▸ WHAT YOU ARE ASKED TO DO
Can you reproduce, character for character, the rows from the line containing "Task: Tag the face" through the last line of the rows, including both ends?

▸ ENTRIES
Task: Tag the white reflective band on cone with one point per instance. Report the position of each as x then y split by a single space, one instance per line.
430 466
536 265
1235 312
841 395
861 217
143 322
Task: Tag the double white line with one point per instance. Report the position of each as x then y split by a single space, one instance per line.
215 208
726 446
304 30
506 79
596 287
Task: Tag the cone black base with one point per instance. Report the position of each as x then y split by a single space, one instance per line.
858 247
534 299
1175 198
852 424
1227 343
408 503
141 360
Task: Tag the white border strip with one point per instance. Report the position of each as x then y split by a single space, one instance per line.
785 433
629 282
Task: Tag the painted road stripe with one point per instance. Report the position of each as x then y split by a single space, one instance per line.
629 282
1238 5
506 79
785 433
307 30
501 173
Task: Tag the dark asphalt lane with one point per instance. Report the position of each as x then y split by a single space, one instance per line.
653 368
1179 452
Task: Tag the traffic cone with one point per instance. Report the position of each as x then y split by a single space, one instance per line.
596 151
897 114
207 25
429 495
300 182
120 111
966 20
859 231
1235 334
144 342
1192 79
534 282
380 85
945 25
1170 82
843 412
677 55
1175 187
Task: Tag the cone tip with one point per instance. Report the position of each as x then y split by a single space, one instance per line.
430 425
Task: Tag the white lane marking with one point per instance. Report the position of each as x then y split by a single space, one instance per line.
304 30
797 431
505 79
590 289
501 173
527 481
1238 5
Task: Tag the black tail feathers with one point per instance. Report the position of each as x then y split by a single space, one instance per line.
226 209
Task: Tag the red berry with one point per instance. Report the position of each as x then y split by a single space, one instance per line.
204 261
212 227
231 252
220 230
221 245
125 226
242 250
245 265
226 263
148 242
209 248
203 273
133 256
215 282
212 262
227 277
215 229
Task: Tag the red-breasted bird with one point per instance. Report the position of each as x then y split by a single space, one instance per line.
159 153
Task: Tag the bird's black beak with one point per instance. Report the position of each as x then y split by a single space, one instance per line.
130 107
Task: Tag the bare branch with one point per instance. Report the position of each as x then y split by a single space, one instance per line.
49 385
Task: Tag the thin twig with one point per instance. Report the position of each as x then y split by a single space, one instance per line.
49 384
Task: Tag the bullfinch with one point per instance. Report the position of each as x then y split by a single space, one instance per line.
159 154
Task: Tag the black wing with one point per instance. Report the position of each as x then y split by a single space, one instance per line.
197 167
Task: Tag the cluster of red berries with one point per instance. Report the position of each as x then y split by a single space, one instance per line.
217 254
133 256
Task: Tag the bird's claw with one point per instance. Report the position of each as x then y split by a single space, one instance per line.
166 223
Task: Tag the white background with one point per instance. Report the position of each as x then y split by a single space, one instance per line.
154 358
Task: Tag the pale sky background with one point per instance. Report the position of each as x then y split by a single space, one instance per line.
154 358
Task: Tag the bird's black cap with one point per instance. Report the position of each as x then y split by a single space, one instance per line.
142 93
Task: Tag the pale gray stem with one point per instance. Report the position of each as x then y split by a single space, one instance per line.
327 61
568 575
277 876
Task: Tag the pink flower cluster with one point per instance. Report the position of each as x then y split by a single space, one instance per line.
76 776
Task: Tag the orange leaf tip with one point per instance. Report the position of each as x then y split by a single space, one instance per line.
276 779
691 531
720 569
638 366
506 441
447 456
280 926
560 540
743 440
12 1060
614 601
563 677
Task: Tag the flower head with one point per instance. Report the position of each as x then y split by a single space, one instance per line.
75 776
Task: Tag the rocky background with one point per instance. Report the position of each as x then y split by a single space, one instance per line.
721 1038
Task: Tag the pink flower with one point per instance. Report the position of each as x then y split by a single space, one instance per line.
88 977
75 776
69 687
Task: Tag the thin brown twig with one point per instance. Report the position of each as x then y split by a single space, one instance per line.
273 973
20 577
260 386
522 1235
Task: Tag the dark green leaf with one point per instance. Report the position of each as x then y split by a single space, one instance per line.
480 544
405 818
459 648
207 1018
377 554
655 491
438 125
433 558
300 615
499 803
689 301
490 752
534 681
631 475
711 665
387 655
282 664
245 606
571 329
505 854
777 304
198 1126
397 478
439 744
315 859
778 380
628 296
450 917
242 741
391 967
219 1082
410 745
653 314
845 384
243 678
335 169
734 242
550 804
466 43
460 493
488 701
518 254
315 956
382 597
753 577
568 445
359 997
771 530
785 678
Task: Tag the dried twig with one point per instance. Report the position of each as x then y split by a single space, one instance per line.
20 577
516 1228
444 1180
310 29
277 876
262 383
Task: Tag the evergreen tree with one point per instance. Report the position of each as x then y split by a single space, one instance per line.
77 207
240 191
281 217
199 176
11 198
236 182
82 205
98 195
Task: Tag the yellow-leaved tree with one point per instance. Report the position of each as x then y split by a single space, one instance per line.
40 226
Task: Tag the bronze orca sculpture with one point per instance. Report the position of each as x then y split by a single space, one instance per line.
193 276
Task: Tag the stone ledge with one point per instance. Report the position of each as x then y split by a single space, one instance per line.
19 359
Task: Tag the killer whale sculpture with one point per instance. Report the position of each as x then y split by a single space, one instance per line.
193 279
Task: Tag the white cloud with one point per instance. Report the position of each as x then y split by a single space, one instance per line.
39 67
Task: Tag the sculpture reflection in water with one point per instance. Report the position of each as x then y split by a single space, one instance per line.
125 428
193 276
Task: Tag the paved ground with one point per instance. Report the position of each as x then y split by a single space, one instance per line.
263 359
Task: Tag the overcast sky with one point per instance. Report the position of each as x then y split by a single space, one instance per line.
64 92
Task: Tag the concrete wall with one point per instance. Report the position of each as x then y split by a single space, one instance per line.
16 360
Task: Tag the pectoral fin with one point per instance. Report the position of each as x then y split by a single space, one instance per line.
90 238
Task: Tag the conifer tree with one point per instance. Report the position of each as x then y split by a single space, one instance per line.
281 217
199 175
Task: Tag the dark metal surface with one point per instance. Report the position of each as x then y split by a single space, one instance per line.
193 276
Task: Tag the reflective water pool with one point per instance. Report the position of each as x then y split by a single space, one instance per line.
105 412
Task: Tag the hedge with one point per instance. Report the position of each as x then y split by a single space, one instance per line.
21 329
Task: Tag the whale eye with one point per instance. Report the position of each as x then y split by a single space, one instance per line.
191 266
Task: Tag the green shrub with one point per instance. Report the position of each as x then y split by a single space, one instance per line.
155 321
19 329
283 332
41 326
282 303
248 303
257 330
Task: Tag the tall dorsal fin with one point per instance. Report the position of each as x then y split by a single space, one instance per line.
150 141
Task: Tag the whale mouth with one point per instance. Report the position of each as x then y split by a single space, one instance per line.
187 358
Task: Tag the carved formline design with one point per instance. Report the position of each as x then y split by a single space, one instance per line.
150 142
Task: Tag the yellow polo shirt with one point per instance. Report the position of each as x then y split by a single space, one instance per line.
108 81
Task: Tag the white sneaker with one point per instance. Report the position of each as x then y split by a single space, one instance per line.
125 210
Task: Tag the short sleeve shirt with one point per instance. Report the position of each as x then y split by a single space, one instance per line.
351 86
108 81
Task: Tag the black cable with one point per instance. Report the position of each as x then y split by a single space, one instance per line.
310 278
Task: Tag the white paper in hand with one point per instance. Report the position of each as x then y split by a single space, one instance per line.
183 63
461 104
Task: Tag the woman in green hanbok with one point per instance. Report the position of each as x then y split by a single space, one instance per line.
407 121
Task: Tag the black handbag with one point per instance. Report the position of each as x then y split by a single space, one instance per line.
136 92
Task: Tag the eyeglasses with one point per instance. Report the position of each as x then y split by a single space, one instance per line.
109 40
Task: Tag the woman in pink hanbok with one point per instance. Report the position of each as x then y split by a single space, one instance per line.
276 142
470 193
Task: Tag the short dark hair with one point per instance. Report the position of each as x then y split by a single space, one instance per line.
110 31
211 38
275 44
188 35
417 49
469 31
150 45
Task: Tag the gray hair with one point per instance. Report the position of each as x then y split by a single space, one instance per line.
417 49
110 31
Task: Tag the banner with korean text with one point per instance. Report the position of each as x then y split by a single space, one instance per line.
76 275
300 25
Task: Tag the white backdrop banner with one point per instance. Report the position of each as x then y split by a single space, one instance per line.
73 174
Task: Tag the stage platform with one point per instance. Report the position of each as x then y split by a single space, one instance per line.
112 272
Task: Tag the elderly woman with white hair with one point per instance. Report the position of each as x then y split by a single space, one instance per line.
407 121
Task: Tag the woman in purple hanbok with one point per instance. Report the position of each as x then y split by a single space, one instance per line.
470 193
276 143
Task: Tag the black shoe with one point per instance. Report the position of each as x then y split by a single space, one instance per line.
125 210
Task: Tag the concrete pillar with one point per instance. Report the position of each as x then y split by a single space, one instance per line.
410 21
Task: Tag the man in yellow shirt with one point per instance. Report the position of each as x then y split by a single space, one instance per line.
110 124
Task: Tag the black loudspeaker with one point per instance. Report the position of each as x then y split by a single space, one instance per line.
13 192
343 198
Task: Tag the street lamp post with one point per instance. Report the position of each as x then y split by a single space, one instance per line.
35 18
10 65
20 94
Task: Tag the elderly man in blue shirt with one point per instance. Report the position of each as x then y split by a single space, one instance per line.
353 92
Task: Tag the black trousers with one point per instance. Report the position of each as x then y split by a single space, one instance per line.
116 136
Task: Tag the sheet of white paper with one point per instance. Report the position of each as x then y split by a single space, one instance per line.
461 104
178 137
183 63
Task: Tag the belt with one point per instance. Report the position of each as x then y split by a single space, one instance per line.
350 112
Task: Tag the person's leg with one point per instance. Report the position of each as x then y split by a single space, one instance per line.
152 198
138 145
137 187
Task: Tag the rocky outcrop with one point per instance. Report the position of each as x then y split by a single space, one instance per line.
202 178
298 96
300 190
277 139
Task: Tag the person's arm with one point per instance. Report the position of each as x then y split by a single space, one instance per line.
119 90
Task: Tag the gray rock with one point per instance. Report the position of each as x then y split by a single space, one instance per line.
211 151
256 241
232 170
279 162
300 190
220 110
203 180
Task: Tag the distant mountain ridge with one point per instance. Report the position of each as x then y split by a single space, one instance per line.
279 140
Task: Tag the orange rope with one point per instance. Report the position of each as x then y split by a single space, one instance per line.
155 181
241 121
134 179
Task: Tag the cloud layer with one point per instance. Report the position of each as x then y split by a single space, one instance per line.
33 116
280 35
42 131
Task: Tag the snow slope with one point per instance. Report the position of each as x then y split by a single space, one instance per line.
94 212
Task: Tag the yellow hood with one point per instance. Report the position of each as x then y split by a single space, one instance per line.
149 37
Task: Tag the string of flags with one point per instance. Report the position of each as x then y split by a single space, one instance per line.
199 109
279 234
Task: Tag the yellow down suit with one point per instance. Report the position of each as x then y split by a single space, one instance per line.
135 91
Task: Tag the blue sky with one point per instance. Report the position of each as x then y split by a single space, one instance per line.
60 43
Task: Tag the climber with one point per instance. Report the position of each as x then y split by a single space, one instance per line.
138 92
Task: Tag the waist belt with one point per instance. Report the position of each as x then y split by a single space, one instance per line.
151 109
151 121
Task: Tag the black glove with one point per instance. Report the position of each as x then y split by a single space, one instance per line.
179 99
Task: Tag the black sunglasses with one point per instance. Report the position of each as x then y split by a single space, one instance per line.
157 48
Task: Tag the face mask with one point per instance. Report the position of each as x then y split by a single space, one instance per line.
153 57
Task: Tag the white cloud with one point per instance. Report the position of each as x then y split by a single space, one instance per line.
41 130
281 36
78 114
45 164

▸ RESULT BELOW
Task: Tag the face mask with one point per instance. Report the position of each as x then y split by a single space, one instance per line.
153 57
Task: Tag the white cloud with one point per instance. Report the position of each as x then y split by a single space, one instance per line.
41 130
281 36
78 114
45 164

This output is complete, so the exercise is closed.